Stored data entries
*** Begin section ***
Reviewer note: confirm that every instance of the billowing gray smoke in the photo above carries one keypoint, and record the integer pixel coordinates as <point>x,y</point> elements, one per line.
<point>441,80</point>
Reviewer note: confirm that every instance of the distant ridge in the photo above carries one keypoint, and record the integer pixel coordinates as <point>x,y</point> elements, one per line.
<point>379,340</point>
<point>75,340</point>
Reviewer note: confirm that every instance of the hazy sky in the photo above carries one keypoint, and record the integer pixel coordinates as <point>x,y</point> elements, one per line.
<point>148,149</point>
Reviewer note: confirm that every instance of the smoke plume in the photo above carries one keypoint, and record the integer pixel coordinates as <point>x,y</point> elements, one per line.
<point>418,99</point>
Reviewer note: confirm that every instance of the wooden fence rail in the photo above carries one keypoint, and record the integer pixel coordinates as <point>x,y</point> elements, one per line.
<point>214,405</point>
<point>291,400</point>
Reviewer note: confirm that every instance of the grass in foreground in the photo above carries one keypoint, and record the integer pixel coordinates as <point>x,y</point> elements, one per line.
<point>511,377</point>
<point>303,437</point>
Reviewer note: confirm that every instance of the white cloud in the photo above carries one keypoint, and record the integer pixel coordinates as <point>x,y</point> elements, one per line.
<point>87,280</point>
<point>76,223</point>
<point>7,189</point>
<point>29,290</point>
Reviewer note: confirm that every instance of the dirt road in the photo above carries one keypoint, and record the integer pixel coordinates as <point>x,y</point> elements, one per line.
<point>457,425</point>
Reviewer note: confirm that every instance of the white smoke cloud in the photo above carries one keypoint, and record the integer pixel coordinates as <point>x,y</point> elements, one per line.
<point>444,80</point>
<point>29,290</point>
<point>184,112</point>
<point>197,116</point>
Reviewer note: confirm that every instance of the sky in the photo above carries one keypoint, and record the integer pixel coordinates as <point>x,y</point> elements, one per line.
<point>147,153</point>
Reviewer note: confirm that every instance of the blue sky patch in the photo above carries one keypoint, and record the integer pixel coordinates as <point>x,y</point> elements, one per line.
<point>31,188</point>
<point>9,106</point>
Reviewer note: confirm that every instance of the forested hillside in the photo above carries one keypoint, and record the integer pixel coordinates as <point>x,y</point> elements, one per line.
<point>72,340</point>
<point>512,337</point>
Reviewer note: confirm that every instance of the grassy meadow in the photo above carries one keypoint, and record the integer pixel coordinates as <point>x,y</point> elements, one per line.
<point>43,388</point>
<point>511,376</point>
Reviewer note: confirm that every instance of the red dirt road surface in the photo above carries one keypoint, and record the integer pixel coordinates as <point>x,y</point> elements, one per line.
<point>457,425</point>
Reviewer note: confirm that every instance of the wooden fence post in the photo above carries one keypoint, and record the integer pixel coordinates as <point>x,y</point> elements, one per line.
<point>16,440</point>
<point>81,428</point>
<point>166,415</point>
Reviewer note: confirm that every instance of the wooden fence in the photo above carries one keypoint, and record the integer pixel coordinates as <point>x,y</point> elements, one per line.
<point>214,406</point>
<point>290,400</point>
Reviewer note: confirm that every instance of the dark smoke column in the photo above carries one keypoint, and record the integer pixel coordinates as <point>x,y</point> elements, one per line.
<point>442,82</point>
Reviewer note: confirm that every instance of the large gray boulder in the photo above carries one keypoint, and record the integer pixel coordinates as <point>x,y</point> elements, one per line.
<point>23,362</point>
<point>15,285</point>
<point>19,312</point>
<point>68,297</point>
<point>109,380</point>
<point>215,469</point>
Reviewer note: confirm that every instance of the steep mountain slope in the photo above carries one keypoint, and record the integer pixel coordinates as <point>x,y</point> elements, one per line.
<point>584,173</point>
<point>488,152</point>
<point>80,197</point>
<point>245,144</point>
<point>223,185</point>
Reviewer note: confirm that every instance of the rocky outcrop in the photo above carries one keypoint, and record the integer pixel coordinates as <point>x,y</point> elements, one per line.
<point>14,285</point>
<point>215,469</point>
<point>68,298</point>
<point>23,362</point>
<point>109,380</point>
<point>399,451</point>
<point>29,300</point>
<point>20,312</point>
*** End section ***
Instructions for the task
Reproduce only the lines between the line containing "Reviewer note: confirm that every instance of the steep" and the last line of the records, those two lines included, exactly.

Task result
Reviewer note: confirm that every instance of the steep mountain slope in the photo above carries one keypoint, and record the integer pixel coordinates as <point>x,y</point> elements, one per line.
<point>584,173</point>
<point>488,152</point>
<point>80,197</point>
<point>245,144</point>
<point>223,185</point>
Reviewer note: confirm that every instance of the rocky outcrop in the photo above carries one keypoint, and record the integer pixel coordinates as <point>x,y</point> elements, one per line.
<point>14,285</point>
<point>215,469</point>
<point>68,298</point>
<point>23,362</point>
<point>109,380</point>
<point>399,451</point>
<point>29,300</point>
<point>20,312</point>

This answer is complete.